◆ **Written request**: Transcribe the data below in full, reproducing every line without alteration.

# start of Extracted information

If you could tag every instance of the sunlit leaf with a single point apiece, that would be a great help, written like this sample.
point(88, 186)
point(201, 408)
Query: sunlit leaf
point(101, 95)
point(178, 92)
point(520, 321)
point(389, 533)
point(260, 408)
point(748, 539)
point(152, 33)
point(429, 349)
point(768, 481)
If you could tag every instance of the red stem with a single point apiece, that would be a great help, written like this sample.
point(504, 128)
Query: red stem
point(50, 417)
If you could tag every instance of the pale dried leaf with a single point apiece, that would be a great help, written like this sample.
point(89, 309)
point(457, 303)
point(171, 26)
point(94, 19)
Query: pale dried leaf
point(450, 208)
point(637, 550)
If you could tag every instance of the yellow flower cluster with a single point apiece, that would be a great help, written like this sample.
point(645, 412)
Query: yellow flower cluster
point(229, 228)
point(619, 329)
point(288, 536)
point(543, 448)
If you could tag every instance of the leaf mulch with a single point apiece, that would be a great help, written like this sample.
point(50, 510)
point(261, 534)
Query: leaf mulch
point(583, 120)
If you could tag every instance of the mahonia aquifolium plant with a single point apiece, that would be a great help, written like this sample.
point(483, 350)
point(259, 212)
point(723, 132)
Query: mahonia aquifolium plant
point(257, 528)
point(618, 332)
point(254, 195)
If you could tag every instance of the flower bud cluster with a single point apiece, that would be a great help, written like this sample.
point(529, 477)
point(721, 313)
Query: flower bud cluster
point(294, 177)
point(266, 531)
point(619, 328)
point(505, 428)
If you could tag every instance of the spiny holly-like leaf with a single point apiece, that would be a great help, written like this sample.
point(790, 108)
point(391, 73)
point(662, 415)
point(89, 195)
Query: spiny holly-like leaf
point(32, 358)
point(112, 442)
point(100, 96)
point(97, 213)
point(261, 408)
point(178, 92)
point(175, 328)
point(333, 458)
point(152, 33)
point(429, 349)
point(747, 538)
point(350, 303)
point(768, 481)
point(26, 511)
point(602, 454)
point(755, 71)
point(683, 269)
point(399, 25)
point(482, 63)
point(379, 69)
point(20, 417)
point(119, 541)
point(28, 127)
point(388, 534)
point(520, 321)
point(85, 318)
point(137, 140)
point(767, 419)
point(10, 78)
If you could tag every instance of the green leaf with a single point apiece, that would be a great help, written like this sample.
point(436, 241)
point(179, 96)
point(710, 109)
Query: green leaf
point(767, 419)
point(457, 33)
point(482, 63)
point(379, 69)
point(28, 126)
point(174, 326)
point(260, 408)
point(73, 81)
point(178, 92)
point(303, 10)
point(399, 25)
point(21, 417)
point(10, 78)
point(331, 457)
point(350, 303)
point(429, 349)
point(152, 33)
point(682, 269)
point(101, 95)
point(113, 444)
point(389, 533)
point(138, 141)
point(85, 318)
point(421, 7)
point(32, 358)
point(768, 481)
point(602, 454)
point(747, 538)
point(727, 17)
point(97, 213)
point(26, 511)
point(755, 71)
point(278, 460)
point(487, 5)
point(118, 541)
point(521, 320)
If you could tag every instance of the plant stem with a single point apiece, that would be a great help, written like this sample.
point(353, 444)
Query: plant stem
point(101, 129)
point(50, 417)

# end of Extracted information

◆ **Solution to this exercise**:
If you could tag every instance of the sunlit leaf with a single point apiece, that would be a great help, written like this sample.
point(88, 186)
point(201, 408)
Query: sunlit leaf
point(101, 95)
point(178, 92)
point(520, 321)
point(389, 533)
point(260, 408)
point(748, 539)
point(152, 33)
point(429, 349)
point(768, 481)
If you could tag every instance of the red stem with a single point apiece, that would be a great help, written like this sample.
point(504, 128)
Query: red stem
point(50, 417)
If you could tag every instance of the pale dried leaf with a single point apiece, that would be a great help, written like this sample.
point(89, 309)
point(457, 303)
point(171, 26)
point(94, 19)
Query: pale dried leaf
point(450, 208)
point(637, 550)
If you could tag every instance of the yellow flower cluster with a single point apiece, that would be a great help, written like this sample.
point(645, 412)
Query: yellow flower cluster
point(229, 228)
point(619, 329)
point(288, 536)
point(543, 448)
If you could tag every instance of the leaf mulch with a single point apiece, that would be a great help, written like this sample.
point(50, 510)
point(261, 534)
Query: leaf mulch
point(583, 120)
If you could tag every instance of the mahonia aquifolium plant with a single point apiece, that would be a great help, written like this sample.
point(483, 350)
point(259, 212)
point(723, 132)
Query: mahonia aquifolium plant
point(257, 528)
point(618, 332)
point(254, 195)
If you could tag every instance of the flower bud cluster with a single point apiece, that would be a great help, written like this sample.
point(529, 477)
point(721, 313)
Query: flower bud cluster
point(294, 177)
point(266, 531)
point(619, 328)
point(505, 428)
If you could tag every instance of the spiny holly-like leaf with a single point apiece, that would be a great help, written like this sample.
point(790, 108)
point(391, 73)
point(662, 415)
point(89, 195)
Query: spiny holly-like leaf
point(32, 358)
point(112, 442)
point(100, 96)
point(97, 213)
point(261, 408)
point(178, 92)
point(175, 328)
point(333, 458)
point(152, 33)
point(429, 349)
point(747, 538)
point(350, 303)
point(768, 481)
point(26, 511)
point(602, 454)
point(755, 71)
point(683, 269)
point(399, 25)
point(482, 63)
point(379, 69)
point(20, 417)
point(119, 541)
point(28, 127)
point(388, 534)
point(520, 321)
point(85, 318)
point(137, 140)
point(767, 419)
point(10, 78)
If you could tag every instance of the green leaf with a single point apiece, that would be a great help, written like this sample.
point(436, 241)
point(179, 96)
point(710, 109)
Query: green leaf
point(767, 419)
point(457, 33)
point(482, 63)
point(379, 69)
point(28, 126)
point(174, 326)
point(260, 408)
point(73, 81)
point(178, 92)
point(303, 10)
point(399, 25)
point(21, 417)
point(10, 78)
point(331, 457)
point(350, 303)
point(429, 349)
point(152, 33)
point(682, 269)
point(101, 95)
point(113, 444)
point(389, 533)
point(138, 141)
point(85, 318)
point(421, 7)
point(32, 358)
point(768, 481)
point(602, 454)
point(747, 538)
point(727, 17)
point(97, 213)
point(26, 511)
point(755, 71)
point(278, 460)
point(487, 5)
point(118, 541)
point(521, 320)
If you could tag every instance of the plant stem with a single point apiece, that would be a great help, written like this sample.
point(353, 444)
Query: plant stem
point(101, 129)
point(50, 417)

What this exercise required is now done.